Saved data entries:
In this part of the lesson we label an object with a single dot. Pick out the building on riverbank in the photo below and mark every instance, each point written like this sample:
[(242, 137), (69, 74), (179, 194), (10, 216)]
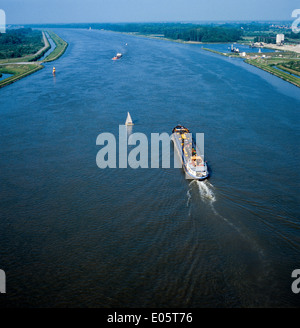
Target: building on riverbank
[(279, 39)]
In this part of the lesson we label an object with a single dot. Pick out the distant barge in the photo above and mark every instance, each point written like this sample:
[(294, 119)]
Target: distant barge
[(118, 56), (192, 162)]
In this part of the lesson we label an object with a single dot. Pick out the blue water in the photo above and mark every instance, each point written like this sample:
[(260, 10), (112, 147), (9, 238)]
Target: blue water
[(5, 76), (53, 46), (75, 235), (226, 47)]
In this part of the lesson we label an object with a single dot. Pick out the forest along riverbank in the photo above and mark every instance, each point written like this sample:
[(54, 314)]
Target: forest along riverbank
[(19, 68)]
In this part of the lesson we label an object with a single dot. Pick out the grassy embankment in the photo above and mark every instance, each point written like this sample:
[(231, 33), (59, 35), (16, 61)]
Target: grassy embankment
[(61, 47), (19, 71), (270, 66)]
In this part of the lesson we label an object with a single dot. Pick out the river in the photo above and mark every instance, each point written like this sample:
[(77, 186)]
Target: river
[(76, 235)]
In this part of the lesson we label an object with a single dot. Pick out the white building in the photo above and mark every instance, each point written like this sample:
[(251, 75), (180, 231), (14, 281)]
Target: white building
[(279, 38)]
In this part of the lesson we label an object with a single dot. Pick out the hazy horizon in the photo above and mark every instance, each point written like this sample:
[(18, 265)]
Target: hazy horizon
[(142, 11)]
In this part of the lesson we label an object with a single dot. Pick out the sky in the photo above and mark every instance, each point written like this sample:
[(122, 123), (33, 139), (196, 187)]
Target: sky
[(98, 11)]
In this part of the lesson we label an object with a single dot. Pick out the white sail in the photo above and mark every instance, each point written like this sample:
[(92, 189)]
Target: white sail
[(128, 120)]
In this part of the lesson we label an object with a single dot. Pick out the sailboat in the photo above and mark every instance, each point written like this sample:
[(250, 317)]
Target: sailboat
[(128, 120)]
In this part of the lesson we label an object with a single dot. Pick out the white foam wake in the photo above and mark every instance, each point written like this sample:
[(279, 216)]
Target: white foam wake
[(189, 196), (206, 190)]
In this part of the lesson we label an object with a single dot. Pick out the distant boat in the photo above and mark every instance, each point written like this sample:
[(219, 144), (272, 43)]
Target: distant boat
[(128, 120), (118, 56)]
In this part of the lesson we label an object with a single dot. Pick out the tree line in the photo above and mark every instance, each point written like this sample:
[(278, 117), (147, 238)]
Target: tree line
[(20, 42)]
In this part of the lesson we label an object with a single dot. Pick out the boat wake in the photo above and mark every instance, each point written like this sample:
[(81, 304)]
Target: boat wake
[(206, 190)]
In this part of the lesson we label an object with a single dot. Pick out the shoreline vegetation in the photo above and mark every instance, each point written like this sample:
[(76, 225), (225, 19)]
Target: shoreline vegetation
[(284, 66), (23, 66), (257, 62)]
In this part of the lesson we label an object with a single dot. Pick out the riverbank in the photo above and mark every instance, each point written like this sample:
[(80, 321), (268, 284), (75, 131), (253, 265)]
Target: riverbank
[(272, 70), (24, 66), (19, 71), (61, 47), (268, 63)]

Task details: Rewrite all the records above, substituting "single point" for every occurrence of "single dot" and keeping everything else the same. Omit the pictures from your answer.

Response:
In this part of the lesson we label an object with a single point. Pick out the building on riverbank in the photo below and mark every instance, each point written like this sample:
[(242, 137), (69, 74), (179, 194), (10, 216)]
Target: building on riverbank
[(279, 39)]
In this part of the lesson we label an object with a single point. Pick out the distant barge in the photo above and mark every instance, each point written like this sample:
[(294, 119)]
Target: distant barge
[(118, 56), (192, 162)]
In this part of the lesson we label an object with a single point. Pick out the blue water in the photo above and mark every instance, each point written like this sample:
[(260, 10), (112, 147), (9, 238)]
Target: blue water
[(5, 76), (53, 46), (75, 235), (226, 47)]
In this part of the lesson we label an object with a single point. Pick out the forest along riverbank in the photo above and mark every instance, each point written like this sample:
[(54, 314)]
Target: forest along riverbank
[(19, 68)]
In this part of the lesson we label an object with a single point. Pick out the grassy embankment in the photo above and mark every instance, each point written like this sample:
[(231, 33), (59, 35), (16, 61)]
Target: grassy embankment
[(61, 47), (19, 71), (270, 66)]
In this part of the lesson we label an object with a single point. Pick out the river in the photo above and mark every instance, each point written like this sample:
[(77, 186)]
Target: river
[(76, 235)]
In this part of the lesson we label an object with a single point. Pick out the white building in the photo above and mark every instance, each point written like this sample:
[(251, 75), (180, 231), (14, 281)]
Target: white building
[(279, 38)]
In this part of the lesson we label an object with a single point. Pick out the hazy horizon in the photo above and mark every instance, each point written like this sample:
[(18, 265)]
Target: hazy horizon
[(142, 11)]
In this part of the lesson we label an object with a single point. Pick out the sky in the photo above and mark every instance, each point written like this sample:
[(122, 123), (33, 139), (196, 187)]
Target: sky
[(98, 11)]
In this part of the lesson we label an object with a single point. Pick out the white sail in the photo above and mark every instance, each point written like this sample:
[(92, 189)]
Target: white sail
[(128, 120)]
In this part of the lesson we label an object with a single point. Pick out the sailboat in the photo above and mark every instance, each point written like this sample:
[(250, 317)]
Target: sailboat
[(128, 120)]
In this part of the lesson we label an object with a single point. Pick out the white foam wake in the photo above and mark every instance, each point written like this sample:
[(279, 216)]
Target: white foam wake
[(189, 196), (206, 190)]
In this part of the lesson we label an object with a single point. Pick out the distant boat in the photo above and mark every instance, each point written like this sample:
[(219, 144), (272, 43)]
Target: distant boat
[(128, 120), (118, 56)]
In this part of the lesson we label an object with a single point. Pick out the tree line in the photo above and mark every instance, each point written like this sample:
[(278, 117), (147, 238)]
Target: tree line
[(20, 42)]
In this part of the lesson we label an object with a single point. Pick out the boat wake in the photo above and mark every instance, each point written like this sample:
[(81, 304)]
Target: boat wake
[(206, 190)]
In this part of the lesson we label an object with a single point. Pick out the shoreline vegetation in the photo above and mark every instance, each point written like this sample:
[(76, 225), (225, 19)]
Target: shoreline vegetation
[(284, 66), (23, 66), (257, 62)]
In this part of the lesson we label an object with a single point. Pick out the riverbank in the photo above and mark every instance, each point written like this sample:
[(80, 321), (268, 284), (75, 131), (253, 265)]
Target: riverbank
[(272, 70), (24, 66), (19, 71), (61, 47), (268, 63)]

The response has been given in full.